[Data items]

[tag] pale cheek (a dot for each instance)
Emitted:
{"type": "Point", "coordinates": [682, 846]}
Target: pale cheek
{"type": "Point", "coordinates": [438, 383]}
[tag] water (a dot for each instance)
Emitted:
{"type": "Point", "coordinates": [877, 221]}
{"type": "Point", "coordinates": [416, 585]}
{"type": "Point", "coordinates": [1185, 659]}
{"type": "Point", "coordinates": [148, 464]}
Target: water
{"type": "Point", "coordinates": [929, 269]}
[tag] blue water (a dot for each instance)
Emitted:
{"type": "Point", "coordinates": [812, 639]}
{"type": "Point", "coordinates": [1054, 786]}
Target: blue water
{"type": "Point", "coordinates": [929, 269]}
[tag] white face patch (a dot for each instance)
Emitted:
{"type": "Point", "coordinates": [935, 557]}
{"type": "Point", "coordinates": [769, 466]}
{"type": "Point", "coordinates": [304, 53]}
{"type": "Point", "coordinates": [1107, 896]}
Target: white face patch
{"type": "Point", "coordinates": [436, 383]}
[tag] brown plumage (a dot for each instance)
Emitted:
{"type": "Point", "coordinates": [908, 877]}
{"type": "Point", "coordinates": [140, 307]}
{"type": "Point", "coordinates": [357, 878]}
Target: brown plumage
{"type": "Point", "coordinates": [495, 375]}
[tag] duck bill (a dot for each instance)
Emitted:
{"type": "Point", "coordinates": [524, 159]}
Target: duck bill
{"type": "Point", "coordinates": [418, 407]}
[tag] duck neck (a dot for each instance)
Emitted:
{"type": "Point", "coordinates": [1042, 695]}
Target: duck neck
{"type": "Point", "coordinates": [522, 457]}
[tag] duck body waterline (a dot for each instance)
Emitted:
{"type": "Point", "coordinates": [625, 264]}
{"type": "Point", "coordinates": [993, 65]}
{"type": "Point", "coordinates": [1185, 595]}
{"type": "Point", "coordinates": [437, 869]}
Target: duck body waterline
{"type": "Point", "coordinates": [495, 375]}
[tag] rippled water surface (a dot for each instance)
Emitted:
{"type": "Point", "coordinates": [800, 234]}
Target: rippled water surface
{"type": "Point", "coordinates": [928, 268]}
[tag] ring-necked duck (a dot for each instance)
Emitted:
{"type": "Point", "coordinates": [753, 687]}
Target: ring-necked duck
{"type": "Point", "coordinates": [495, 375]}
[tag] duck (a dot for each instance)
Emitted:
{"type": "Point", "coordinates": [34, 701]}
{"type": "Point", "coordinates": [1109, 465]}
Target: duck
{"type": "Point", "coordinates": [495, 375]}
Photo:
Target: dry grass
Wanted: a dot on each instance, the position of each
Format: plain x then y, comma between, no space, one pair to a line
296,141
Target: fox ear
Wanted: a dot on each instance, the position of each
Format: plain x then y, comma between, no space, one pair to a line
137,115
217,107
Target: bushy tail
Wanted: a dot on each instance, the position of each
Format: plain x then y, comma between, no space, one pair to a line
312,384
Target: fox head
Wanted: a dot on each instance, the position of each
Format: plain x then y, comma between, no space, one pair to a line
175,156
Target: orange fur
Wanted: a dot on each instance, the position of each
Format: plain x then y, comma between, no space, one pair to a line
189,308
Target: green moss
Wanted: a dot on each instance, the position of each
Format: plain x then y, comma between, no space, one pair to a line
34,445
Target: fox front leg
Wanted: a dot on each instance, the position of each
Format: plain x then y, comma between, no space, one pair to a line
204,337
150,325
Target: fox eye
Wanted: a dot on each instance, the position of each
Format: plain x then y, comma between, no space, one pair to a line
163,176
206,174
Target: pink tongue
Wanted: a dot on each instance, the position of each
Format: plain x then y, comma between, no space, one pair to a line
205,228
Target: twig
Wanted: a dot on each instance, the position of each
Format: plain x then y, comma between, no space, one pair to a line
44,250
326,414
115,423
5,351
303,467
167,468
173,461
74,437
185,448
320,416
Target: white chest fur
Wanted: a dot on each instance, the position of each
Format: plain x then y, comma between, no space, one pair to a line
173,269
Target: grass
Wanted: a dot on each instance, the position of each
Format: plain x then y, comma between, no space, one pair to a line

> [Activity]: An exact transcription of all the entries is needed.

> [Task answer]:
[tag] pale cheek (a dot for each instance)
Emitted:
{"type": "Point", "coordinates": [682, 846]}
Target: pale cheek
{"type": "Point", "coordinates": [438, 383]}
[tag] water (a dot for each instance)
Emitted:
{"type": "Point", "coordinates": [877, 221]}
{"type": "Point", "coordinates": [416, 585]}
{"type": "Point", "coordinates": [1185, 659]}
{"type": "Point", "coordinates": [148, 464]}
Target: water
{"type": "Point", "coordinates": [929, 269]}
[tag] blue water (a dot for each instance)
Emitted:
{"type": "Point", "coordinates": [812, 639]}
{"type": "Point", "coordinates": [1054, 786]}
Target: blue water
{"type": "Point", "coordinates": [929, 269]}
[tag] white face patch (a dot for each instance)
Emitted:
{"type": "Point", "coordinates": [935, 557]}
{"type": "Point", "coordinates": [769, 466]}
{"type": "Point", "coordinates": [304, 53]}
{"type": "Point", "coordinates": [1107, 896]}
Target: white face patch
{"type": "Point", "coordinates": [436, 383]}
[tag] brown plumage (a dot for each instance)
Emitted:
{"type": "Point", "coordinates": [908, 877]}
{"type": "Point", "coordinates": [140, 307]}
{"type": "Point", "coordinates": [357, 878]}
Target: brown plumage
{"type": "Point", "coordinates": [495, 375]}
[tag] duck bill (a dot for each instance)
Emitted:
{"type": "Point", "coordinates": [524, 159]}
Target: duck bill
{"type": "Point", "coordinates": [418, 407]}
[tag] duck neck (a dot for each instance)
Emitted:
{"type": "Point", "coordinates": [1042, 695]}
Target: duck neck
{"type": "Point", "coordinates": [522, 457]}
[tag] duck body waterline (a dot for each instance)
Emitted:
{"type": "Point", "coordinates": [625, 264]}
{"type": "Point", "coordinates": [993, 65]}
{"type": "Point", "coordinates": [1185, 595]}
{"type": "Point", "coordinates": [437, 869]}
Target: duck body waterline
{"type": "Point", "coordinates": [495, 375]}
[tag] rippled water surface (a dot for each instance)
Emitted:
{"type": "Point", "coordinates": [800, 234]}
Target: rippled water surface
{"type": "Point", "coordinates": [928, 268]}
[tag] ring-necked duck (a dot for each instance)
Emitted:
{"type": "Point", "coordinates": [753, 687]}
Target: ring-necked duck
{"type": "Point", "coordinates": [495, 375]}
[tag] duck (a dot for each instance)
Emitted:
{"type": "Point", "coordinates": [34, 701]}
{"type": "Point", "coordinates": [1109, 465]}
Target: duck
{"type": "Point", "coordinates": [495, 375]}
Photo:
Target: dry grass
Wanted: a dot on each instance, the position of each
Format: plain x then y, comma between, no space, one pair to a line
296,141
Target: fox ear
Wanted: a dot on each instance, the position of each
Format: plain x then y, comma between, no space, one pair to a line
137,115
217,107
Target: bushy tail
Wanted: a dot on each instance, the position of each
Format: plain x then y, comma between, no space, one pair to a line
312,384
Target: fox head
Wanted: a dot on each instance, the position of each
Format: plain x then y, comma between, no space, one pair to a line
175,156
Target: orange fur
Wanted: a dot on each instance, the position of each
Format: plain x then y, comma between, no space, one pair to a line
189,308
Target: green moss
Wanted: a dot on each instance, the position of each
Format: plain x then y, comma between, no space, one pair to a line
34,445
Target: fox front leg
Wanted: a dot on each instance, the position of each
Format: plain x then y, comma between, no space, one pair to a line
204,337
150,325
Target: fox eye
Wanted: a dot on each instance, the position of each
Format: plain x then y, comma between, no space, one pair to a line
163,176
206,174
Target: pink tongue
Wanted: a dot on each instance, the position of each
Format: plain x then y, comma between, no space, one pair to a line
205,228
Target: twig
Wanted: a dot on each instance, the position of each
Format: plain x then y, comma between, no space, one pair to a line
44,250
326,414
115,423
5,351
303,467
167,468
173,461
74,437
185,448
320,416
Target: white chest fur
Wanted: a dot on each instance, the position of each
Format: plain x then y, comma between, no space, one pair to a line
173,269
Target: grass
Wanted: a dot on each instance, the position of each
Format: plain x then y, comma between, no space, one pair to a line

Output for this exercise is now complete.